[WORK INSTRUCTION]
Please copy out the records below line for line, changing nothing.

[RECORDS FOR THE TASK]
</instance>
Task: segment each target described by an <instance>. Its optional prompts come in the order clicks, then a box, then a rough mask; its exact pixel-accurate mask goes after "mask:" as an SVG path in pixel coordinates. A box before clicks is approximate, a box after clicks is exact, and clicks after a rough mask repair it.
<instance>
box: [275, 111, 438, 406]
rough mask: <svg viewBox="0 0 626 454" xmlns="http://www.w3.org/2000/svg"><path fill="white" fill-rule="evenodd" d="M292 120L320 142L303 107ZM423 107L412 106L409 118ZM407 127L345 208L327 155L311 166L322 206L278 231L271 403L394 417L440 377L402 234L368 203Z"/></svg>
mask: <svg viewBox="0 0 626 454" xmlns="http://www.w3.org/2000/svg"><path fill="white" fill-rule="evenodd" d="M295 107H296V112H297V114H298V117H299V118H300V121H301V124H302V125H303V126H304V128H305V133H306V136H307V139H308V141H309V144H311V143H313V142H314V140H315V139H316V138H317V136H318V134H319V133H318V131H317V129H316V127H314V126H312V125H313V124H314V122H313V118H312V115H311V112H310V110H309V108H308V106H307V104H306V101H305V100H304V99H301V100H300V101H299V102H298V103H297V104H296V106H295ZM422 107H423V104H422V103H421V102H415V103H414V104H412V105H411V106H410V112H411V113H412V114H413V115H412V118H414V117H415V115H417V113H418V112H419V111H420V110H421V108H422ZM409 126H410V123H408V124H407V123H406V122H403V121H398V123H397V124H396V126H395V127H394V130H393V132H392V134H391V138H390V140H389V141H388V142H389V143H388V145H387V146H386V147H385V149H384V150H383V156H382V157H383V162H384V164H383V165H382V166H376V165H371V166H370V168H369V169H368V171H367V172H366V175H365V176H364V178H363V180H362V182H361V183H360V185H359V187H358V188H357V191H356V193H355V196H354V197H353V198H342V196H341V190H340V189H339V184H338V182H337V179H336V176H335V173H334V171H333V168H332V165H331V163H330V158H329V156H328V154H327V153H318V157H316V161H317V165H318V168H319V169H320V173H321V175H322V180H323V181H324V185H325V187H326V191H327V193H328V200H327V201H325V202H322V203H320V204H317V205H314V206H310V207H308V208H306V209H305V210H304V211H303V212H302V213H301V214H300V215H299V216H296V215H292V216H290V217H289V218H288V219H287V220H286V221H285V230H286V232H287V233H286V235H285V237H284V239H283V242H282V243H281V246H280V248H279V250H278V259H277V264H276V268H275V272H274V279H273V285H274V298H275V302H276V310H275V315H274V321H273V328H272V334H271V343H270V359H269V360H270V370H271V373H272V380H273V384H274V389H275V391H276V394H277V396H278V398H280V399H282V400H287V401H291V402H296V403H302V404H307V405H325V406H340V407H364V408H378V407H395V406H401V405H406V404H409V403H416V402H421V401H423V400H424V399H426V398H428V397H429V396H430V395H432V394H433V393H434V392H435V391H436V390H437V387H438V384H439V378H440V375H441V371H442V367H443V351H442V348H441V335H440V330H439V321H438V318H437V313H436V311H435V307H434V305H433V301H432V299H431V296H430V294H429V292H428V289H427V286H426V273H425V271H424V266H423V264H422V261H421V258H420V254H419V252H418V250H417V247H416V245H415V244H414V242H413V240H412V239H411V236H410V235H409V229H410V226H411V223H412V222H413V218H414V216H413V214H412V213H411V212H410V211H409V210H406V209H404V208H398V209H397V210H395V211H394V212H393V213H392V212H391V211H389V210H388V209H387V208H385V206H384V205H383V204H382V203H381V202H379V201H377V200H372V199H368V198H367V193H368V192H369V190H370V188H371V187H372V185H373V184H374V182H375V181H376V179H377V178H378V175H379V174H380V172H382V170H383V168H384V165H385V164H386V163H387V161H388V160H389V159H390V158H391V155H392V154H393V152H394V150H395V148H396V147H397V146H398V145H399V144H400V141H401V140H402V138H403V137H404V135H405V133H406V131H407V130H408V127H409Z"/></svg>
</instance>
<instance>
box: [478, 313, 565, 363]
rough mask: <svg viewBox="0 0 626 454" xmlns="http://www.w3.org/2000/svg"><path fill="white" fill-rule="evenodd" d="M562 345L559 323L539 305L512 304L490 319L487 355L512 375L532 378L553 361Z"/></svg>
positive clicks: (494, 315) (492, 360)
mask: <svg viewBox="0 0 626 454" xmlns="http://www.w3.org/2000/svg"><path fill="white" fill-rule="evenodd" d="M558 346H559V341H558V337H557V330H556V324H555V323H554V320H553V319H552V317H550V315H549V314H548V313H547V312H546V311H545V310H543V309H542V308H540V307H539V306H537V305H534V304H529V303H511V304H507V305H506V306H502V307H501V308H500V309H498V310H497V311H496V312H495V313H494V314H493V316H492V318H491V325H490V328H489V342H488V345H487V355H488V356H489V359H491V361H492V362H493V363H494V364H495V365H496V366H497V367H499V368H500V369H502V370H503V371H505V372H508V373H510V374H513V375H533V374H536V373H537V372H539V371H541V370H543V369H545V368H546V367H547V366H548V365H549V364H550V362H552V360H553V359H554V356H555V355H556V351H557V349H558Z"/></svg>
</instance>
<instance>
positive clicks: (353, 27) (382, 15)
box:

[OUTPUT FOR THIS TASK]
</instance>
Task: segment each target described by an <instance>. Its optional prompts come in the order clicks, then a box, then a rough mask; its exact pixel-accurate mask goes after "mask:" as an SVG path in pixel coordinates. A box before clicks is approximate, a box after clicks is exact, and clicks after a rough mask repair it.
<instance>
box: [275, 111, 438, 406]
rough mask: <svg viewBox="0 0 626 454" xmlns="http://www.w3.org/2000/svg"><path fill="white" fill-rule="evenodd" d="M292 120L320 142L303 107ZM423 107L412 106L409 118ZM407 127L345 208L327 155L311 166L322 206L278 231L271 403L394 417L440 377L402 234L368 203Z"/></svg>
mask: <svg viewBox="0 0 626 454" xmlns="http://www.w3.org/2000/svg"><path fill="white" fill-rule="evenodd" d="M295 107H296V112H297V114H298V117H299V118H300V121H301V124H302V125H303V126H304V128H305V133H306V136H307V139H308V141H309V144H311V143H313V142H314V140H315V139H316V138H317V136H318V134H319V133H318V131H317V129H316V127H314V126H312V125H313V124H314V122H313V118H312V115H311V112H310V110H309V108H308V106H307V104H306V101H305V100H304V99H301V100H300V101H299V102H298V103H297V104H296V106H295ZM422 107H423V104H422V103H421V102H415V103H414V104H412V105H411V106H410V112H411V113H412V114H413V115H412V118H414V117H415V115H417V113H418V112H419V111H420V110H421V108H422ZM409 126H410V123H408V124H407V123H406V122H403V121H398V123H397V124H396V126H395V127H394V130H393V132H392V134H391V138H390V140H389V141H388V142H389V143H388V145H387V146H386V147H385V149H384V150H383V156H382V157H383V162H384V164H383V165H382V166H376V165H371V166H370V168H369V169H368V171H367V172H366V175H365V176H364V178H363V180H362V182H361V183H360V185H359V187H358V188H357V191H356V193H355V196H354V197H353V198H342V196H341V190H340V189H339V184H338V182H337V179H336V176H335V173H334V171H333V168H332V165H331V163H330V158H329V156H328V154H327V153H318V157H316V161H317V165H318V168H319V169H320V173H321V175H322V180H323V181H324V185H325V187H326V191H327V193H328V200H327V201H325V202H322V203H320V204H317V205H314V206H310V207H308V208H306V209H305V210H304V211H303V212H302V213H301V214H300V215H299V216H296V215H292V216H290V217H289V218H288V219H287V220H286V221H285V230H286V232H287V233H286V235H285V237H284V239H283V242H282V243H281V246H280V248H279V250H278V259H277V264H276V268H275V272H274V279H273V285H274V298H275V302H276V310H275V315H274V321H273V328H272V334H271V343H270V359H269V360H270V370H271V373H272V380H273V384H274V389H275V391H276V394H277V396H278V398H280V399H282V400H287V401H291V402H296V403H302V404H307V405H325V406H340V407H364V408H378V407H395V406H401V405H406V404H409V403H416V402H421V401H423V400H424V399H426V398H428V397H429V396H430V395H432V394H433V393H434V392H435V391H436V390H437V387H438V384H439V378H440V375H441V371H442V367H443V351H442V348H441V335H440V330H439V321H438V318H437V313H436V311H435V307H434V305H433V301H432V299H431V296H430V294H429V292H428V289H427V286H426V273H425V271H424V266H423V264H422V261H421V258H420V254H419V252H418V250H417V247H416V245H415V244H414V242H413V240H412V239H411V236H410V235H409V229H410V226H411V223H412V222H413V218H414V216H413V214H412V213H411V212H410V211H409V210H406V209H404V208H398V209H397V210H395V211H394V212H393V213H392V212H391V211H389V210H388V209H387V208H385V206H384V205H383V204H382V203H381V202H379V201H377V200H372V199H368V198H367V193H368V192H369V190H370V188H371V187H372V185H373V184H374V182H375V181H376V179H377V178H378V175H379V174H380V172H382V170H383V168H384V165H385V164H386V163H387V161H388V160H389V159H390V158H391V155H392V154H393V152H394V150H395V148H396V147H397V146H398V145H399V144H400V141H401V140H402V138H403V137H404V135H405V133H406V131H407V130H408V127H409Z"/></svg>
</instance>
<instance>
box: [478, 313, 565, 363]
rough mask: <svg viewBox="0 0 626 454" xmlns="http://www.w3.org/2000/svg"><path fill="white" fill-rule="evenodd" d="M562 345L559 323L539 305L512 304L490 319L487 355L512 375L532 378L553 361Z"/></svg>
positive clicks: (494, 315) (492, 360)
mask: <svg viewBox="0 0 626 454" xmlns="http://www.w3.org/2000/svg"><path fill="white" fill-rule="evenodd" d="M558 346H559V341H558V337H557V330H556V324H555V323H554V320H553V319H552V317H550V315H549V314H548V313H547V312H546V311H545V310H543V309H542V308H540V307H539V306H537V305H534V304H529V303H511V304H507V305H506V306H502V307H501V308H500V309H498V310H497V311H496V312H495V313H494V314H493V316H492V318H491V325H490V328H489V342H488V345H487V355H488V356H489V359H491V361H492V362H493V363H494V364H495V365H496V366H497V367H499V368H500V369H502V370H503V371H505V372H508V373H510V374H513V375H533V374H536V373H537V372H539V371H541V370H543V369H545V368H546V367H547V366H548V365H549V364H550V362H552V360H553V359H554V356H555V355H556V351H557V349H558Z"/></svg>
</instance>
<instance>
positive clicks: (353, 27) (382, 15)
box:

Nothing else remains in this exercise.